Write out everything from the line containing "compact form (101,321)." down to the end of the material, both ends included, keeping every line unchanged.

[Entries from a data source]

**********

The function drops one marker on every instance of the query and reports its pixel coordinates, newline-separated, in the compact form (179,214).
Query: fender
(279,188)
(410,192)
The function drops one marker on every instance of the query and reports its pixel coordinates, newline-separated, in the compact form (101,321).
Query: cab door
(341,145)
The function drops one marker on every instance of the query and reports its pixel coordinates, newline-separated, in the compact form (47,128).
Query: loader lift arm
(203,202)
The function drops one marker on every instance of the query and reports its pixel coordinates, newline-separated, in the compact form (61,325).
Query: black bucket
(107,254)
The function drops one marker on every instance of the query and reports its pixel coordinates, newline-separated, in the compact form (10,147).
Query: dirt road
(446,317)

**********

▶ FINISHED ANSWER:
The function drops one marker on every instance of the query and reports its pixel coordinates, newline-separated, in the compact form (101,321).
Query: cab door
(341,145)
The function drops one marker on every instance of the query and reports its pixel coordinates, newline-separated, in the compact form (47,128).
Query: loader lift arm
(203,202)
The function drops one marker on every instance of the query and reports its pixel coordinates, newline-separated, in the compact form (61,325).
Query: black bucket
(107,254)
The function drops one marker on every instance of the query and reports its pixel coordinates, newline-separated, in the compact form (10,147).
Query: dirt road
(446,317)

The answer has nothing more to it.